> [What the exercise asks]
Would you copy all lines in the data that contain the word "clicks"?

> [Records to process]
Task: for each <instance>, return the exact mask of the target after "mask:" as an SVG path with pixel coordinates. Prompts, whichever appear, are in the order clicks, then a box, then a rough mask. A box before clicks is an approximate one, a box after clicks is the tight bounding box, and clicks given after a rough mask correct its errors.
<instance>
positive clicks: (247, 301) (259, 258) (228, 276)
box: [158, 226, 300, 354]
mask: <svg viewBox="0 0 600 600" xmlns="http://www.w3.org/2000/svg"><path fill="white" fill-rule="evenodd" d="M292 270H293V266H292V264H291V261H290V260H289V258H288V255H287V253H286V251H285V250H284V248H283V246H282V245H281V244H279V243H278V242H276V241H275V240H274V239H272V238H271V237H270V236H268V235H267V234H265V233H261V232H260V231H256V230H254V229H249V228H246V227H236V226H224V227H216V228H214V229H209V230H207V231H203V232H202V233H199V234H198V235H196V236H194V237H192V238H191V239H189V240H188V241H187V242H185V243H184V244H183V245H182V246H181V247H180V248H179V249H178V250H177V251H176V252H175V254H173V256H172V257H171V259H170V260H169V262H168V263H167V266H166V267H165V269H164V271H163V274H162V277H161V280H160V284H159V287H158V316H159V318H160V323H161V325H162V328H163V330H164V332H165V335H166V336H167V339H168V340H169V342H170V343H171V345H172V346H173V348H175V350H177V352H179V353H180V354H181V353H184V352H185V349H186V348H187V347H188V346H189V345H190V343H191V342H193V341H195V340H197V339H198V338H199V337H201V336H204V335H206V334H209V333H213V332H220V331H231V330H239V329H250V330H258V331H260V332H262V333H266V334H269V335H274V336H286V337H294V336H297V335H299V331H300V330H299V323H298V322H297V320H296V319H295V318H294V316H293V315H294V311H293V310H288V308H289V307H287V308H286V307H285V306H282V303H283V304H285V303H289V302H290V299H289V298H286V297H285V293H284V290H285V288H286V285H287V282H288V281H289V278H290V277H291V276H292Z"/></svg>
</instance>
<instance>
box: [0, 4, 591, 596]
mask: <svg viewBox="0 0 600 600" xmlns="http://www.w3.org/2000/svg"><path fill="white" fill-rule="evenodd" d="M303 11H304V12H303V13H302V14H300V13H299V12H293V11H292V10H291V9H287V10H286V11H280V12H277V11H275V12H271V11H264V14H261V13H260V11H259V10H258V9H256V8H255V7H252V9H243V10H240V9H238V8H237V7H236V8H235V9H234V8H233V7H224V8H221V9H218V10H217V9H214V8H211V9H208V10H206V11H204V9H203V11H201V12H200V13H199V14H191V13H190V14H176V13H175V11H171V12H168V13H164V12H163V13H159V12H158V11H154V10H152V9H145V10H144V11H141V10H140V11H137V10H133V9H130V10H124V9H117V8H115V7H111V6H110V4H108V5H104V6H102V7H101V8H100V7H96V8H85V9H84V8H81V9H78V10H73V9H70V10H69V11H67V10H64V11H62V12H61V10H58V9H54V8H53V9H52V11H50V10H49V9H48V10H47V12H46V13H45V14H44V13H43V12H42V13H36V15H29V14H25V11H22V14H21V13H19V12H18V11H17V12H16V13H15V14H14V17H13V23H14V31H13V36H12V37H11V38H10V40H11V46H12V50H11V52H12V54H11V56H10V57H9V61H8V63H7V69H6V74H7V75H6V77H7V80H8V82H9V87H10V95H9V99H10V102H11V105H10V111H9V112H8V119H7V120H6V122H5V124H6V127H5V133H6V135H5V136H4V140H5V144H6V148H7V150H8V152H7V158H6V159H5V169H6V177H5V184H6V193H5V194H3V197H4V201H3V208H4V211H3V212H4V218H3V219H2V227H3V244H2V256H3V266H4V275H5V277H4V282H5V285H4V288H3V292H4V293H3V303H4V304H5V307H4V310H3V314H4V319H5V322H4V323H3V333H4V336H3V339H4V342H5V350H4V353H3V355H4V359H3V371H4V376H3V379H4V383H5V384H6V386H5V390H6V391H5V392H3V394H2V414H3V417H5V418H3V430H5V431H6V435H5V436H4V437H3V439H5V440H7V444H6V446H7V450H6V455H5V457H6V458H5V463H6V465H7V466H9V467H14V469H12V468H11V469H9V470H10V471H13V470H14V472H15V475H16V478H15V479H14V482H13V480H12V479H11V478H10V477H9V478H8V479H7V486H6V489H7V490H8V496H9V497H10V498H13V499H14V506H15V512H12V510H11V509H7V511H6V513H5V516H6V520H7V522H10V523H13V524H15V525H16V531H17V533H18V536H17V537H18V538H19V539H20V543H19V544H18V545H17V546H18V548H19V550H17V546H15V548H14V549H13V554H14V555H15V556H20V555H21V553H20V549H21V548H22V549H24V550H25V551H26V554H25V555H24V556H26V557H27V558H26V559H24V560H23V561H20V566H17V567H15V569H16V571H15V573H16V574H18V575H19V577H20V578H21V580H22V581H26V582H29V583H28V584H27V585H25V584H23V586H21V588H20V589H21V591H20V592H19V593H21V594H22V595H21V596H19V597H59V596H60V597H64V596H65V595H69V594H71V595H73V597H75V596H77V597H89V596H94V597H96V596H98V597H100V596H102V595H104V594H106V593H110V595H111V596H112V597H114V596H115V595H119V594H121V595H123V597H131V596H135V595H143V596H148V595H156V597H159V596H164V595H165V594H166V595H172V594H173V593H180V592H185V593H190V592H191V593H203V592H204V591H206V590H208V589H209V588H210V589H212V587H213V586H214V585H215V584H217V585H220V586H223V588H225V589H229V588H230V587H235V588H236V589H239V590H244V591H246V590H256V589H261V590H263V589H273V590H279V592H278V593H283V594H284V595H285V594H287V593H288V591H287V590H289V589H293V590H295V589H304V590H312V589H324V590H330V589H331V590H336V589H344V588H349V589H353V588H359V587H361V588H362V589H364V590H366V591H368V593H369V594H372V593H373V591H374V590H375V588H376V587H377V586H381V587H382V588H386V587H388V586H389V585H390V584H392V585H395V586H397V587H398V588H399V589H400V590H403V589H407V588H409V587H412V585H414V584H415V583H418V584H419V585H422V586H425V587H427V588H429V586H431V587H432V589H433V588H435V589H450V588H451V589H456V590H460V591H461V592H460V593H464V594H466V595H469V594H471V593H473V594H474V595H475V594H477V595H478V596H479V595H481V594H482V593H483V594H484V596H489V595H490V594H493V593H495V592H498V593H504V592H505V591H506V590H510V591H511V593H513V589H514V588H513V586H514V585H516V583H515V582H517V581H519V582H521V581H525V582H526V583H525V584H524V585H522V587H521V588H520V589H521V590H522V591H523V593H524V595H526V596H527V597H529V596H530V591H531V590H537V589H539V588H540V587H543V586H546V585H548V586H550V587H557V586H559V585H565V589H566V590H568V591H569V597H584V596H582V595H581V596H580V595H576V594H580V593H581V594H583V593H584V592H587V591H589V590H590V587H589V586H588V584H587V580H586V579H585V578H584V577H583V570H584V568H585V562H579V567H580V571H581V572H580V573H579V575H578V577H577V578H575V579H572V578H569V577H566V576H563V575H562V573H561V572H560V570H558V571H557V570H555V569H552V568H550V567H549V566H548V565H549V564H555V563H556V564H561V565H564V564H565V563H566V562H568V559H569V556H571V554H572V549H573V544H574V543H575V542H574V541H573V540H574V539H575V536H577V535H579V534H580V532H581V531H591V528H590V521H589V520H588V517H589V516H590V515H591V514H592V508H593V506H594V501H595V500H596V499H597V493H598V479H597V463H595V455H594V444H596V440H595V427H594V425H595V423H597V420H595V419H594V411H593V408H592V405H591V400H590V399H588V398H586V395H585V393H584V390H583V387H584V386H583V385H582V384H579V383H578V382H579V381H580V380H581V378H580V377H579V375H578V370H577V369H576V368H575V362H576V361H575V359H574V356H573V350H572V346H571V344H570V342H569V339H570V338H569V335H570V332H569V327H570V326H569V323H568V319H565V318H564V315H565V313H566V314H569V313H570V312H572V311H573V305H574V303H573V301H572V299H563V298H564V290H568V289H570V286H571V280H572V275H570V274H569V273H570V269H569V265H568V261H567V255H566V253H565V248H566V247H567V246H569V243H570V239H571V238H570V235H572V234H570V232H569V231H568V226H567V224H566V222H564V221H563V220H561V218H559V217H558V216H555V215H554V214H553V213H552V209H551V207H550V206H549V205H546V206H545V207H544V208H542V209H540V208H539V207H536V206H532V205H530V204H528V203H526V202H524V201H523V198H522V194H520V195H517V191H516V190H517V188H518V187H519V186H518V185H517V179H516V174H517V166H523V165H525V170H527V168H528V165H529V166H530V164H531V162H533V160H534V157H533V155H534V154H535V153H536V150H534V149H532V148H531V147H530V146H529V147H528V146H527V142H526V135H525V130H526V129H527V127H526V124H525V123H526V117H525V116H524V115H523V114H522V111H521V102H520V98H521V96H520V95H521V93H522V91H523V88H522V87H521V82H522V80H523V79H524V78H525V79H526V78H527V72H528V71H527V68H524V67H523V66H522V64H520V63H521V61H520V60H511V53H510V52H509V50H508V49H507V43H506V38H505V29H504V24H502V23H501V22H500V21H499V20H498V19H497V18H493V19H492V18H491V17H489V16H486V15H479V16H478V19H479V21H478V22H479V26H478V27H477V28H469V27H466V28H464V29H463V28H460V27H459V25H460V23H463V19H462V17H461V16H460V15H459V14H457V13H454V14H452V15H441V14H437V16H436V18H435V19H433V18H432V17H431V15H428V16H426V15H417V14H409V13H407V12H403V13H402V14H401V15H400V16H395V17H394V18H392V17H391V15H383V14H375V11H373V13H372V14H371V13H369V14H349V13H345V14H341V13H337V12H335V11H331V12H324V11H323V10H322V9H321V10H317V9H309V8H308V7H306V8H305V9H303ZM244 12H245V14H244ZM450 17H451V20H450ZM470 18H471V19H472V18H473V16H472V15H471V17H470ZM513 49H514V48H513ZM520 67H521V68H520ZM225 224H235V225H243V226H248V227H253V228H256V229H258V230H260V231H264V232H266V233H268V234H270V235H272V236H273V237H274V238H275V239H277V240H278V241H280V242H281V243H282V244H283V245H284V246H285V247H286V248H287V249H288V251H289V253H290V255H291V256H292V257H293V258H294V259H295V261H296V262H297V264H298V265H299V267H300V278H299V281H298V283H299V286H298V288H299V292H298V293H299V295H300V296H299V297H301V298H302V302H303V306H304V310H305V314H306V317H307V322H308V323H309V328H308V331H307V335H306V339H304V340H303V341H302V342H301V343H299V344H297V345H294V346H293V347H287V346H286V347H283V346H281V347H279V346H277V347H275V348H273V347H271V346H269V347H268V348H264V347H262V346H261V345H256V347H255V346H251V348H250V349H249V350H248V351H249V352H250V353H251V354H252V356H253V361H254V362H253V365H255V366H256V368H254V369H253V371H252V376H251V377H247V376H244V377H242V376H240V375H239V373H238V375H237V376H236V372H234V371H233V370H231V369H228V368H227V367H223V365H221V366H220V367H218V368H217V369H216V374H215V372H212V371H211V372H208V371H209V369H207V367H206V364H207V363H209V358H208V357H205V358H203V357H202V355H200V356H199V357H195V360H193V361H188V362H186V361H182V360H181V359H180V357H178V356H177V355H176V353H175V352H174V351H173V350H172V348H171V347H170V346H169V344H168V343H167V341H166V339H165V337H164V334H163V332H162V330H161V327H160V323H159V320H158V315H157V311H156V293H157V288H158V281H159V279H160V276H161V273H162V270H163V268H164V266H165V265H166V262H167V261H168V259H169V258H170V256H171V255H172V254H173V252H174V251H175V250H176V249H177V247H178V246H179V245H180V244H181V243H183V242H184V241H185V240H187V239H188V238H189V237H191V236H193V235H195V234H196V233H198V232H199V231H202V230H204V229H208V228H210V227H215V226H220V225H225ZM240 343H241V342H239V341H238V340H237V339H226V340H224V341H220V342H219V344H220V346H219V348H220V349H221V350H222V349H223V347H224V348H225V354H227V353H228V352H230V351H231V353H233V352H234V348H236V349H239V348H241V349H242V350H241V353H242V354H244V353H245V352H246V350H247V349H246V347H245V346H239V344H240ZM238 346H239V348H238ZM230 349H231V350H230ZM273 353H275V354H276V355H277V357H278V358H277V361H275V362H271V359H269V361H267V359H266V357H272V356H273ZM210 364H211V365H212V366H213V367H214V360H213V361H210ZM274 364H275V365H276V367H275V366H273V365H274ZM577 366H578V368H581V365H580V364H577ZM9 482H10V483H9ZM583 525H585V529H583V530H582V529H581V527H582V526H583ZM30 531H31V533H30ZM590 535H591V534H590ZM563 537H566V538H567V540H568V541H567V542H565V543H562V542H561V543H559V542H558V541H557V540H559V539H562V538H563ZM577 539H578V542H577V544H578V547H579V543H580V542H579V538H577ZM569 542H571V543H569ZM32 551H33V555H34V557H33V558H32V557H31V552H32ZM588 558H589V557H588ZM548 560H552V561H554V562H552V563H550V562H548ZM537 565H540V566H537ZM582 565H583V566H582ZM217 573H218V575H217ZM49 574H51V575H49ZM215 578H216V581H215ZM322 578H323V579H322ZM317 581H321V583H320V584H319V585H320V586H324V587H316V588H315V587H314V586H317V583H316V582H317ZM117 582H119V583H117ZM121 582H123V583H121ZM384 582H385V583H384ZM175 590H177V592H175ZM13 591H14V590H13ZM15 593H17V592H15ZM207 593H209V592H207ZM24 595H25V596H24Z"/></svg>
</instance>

> [Written answer]
Task: for each <instance>, return the exact mask of the target after "mask:" as an SVG path with pixel coordinates. Prompts, whichever appear, are in the order clicks, then a box, then a rough mask. A box before clicks is an approximate one, a box after clicks is the tight bounding box, and clicks given after a rough mask correct its errors.
positive clicks: (247, 301) (259, 258) (228, 276)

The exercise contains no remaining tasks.